Hardware vendor recommendations?
i've looked around this forum, the HCL, the guides on correct hardware for usage, and spoken to a couple of online retailers about pfsense and hardware, and i have some questions:
it seems everybody universally hates realtek chipsets, and favours intel
i've seen some people say the nforce2 chipset regarding pci is particularly poor on performance
SOHO users regard the alix/wrap boards, and admins of larger networks find them lacking
what do people think about via or marvell chipsets?
personally i will be looking to set up a machine to provide QoS, bandwidth throttling, subnet segregation, proxy caching (with the squid addon) for upto 10 clients on a 17/2.5Mb ADSL2+ connection, which i believe pfsense can support.
so i have the choice of buying an alix (2c3) setup which will fit nicely in a 1U 19" rackmount (important for my needs), or reusing older machines, mainly 2~2.8GHz AMD SKT A systems (mostly with the poorly recommended nforce2 and realtek chipsets, unfortunately, but some via or marvell LAN cards), or investing in a new machine. is it best to put up the cash or will the less popular hardware suffice?

### [Task description]
Reproduce the forum post asking for hardware vendor recommendations word for word, in full.

Object point labels:
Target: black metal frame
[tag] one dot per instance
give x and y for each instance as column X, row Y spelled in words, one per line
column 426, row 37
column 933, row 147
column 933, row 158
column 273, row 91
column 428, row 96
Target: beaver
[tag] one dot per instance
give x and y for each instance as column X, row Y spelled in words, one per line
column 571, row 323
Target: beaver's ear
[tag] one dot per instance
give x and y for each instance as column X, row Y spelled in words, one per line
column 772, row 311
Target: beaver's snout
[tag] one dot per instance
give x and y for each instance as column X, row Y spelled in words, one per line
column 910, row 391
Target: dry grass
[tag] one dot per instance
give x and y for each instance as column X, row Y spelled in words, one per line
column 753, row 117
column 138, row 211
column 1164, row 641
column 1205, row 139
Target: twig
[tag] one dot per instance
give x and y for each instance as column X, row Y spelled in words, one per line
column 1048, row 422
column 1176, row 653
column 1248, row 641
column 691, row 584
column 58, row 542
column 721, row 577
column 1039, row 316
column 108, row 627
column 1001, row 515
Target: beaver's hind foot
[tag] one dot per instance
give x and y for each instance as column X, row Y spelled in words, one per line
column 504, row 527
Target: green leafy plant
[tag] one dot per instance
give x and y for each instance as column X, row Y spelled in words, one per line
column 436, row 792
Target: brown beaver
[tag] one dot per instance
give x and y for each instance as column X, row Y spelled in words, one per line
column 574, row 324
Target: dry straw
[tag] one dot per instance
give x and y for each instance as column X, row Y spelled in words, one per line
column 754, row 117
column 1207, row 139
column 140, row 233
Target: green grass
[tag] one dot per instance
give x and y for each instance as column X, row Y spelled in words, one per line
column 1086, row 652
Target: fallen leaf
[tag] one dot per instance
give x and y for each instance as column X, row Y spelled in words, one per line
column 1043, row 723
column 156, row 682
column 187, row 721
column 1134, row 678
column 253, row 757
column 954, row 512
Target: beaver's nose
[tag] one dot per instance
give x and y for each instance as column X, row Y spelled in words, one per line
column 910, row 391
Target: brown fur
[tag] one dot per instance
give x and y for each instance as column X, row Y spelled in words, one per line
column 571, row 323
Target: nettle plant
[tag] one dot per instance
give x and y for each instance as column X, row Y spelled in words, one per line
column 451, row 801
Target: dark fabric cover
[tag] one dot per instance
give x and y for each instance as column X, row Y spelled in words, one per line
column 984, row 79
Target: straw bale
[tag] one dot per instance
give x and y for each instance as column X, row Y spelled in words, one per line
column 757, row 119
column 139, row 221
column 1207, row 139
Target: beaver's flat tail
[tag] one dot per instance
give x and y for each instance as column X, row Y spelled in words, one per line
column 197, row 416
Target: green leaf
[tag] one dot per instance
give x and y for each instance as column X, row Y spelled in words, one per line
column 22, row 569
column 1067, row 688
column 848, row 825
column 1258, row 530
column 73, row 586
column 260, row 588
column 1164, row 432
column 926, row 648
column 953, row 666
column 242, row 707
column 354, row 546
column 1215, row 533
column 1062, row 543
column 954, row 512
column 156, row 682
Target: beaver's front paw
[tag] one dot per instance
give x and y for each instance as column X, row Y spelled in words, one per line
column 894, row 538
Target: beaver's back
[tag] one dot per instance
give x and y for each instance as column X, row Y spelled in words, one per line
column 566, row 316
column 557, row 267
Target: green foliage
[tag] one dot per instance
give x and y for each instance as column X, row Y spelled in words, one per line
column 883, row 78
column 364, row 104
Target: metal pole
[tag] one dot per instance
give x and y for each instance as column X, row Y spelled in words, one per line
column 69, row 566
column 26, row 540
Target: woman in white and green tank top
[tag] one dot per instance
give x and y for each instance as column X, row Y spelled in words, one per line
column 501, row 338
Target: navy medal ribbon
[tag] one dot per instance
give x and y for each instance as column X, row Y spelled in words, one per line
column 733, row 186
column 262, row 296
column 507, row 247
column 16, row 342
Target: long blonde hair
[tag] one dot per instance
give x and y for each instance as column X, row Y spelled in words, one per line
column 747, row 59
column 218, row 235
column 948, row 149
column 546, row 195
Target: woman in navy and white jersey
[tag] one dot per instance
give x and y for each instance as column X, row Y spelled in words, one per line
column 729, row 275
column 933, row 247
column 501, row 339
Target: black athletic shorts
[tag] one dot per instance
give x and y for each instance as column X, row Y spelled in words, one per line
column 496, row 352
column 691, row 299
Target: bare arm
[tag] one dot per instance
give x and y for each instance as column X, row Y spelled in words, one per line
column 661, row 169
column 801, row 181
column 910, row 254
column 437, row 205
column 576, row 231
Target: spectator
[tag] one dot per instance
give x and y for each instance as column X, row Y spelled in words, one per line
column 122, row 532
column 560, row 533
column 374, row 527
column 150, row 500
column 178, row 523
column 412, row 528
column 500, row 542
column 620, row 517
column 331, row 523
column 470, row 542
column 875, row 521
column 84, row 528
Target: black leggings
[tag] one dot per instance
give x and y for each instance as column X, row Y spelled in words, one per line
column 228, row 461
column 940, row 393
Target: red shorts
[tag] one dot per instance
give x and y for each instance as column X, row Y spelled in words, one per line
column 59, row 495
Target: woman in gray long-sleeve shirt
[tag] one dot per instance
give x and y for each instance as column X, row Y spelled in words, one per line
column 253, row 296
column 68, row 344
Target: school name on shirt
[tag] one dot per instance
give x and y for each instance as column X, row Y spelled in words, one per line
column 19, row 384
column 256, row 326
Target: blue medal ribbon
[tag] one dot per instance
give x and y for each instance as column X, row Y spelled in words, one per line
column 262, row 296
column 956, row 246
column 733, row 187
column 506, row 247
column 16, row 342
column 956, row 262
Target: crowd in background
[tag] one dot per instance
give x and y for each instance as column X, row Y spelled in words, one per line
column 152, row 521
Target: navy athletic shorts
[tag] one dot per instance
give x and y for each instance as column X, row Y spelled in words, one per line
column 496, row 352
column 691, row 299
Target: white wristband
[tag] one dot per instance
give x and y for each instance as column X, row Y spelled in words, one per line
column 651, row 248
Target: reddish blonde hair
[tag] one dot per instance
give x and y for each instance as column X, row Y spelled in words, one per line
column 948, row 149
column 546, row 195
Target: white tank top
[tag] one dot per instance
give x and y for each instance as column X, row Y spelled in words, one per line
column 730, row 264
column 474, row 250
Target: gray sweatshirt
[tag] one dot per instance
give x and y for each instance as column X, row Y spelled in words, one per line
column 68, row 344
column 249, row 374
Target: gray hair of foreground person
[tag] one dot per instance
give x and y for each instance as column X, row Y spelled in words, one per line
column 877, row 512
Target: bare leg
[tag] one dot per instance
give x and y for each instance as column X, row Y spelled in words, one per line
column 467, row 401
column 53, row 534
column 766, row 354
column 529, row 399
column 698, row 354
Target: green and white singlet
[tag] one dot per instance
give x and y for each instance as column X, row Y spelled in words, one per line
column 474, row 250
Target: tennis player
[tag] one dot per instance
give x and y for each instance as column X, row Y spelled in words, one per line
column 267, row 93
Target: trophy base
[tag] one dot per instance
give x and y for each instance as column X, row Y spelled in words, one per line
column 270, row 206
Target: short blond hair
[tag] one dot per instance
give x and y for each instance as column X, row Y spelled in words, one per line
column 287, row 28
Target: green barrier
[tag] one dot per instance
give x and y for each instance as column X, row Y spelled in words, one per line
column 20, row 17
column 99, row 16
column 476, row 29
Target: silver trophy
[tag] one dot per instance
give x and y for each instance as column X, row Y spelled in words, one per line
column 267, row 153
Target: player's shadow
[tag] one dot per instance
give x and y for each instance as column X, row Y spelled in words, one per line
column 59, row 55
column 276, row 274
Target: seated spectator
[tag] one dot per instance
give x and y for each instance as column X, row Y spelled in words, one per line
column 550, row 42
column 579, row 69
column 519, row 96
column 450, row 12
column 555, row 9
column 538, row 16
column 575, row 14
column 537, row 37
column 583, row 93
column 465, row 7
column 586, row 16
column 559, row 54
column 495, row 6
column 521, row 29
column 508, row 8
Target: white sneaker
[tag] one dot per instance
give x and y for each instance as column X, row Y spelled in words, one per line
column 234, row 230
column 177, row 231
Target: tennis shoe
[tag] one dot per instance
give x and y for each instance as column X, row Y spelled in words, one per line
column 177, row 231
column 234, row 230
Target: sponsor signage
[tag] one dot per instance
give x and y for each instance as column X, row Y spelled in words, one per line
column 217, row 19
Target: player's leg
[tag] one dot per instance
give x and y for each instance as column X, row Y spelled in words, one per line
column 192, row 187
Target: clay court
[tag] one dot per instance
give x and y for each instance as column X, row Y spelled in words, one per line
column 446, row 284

### [Response]
Hardware vendor recommendations?
i've looked around this forum, the HCL, the guides on correct hardware for usage, and spoken to a couple of online retailers about pfsense and hardware, and i have some questions:
it seems everybody universally hates realtek chipsets, and favours intel
i've seen some people say the nforce2 chipset regarding pci is particularly poor on performance
SOHO users regard the alix/wrap boards, and admins of larger networks find them lacking
what do people think about via or marvell chipsets?
personally i will be looking to set up a machine to provide QoS, bandwidth throttling, subnet segregation, proxy caching (with the squid addon) for upto 10 clients on a 17/2.5Mb ADSL2+ connection, which i believe pfsense can support.
so i have the choice of buying an alix (2c3) setup which will fit nicely in a 1U 19" rackmount (important for my needs), or reusing older machines, mainly 2~2.8GHz AMD SKT A systems (mostly with the poorly recommended nforce2 and realtek chipsets, unfortunately, but some via or marvell LAN cards), or investing in a new machine. is it best to put up the cash or will the less popular hardware suffice?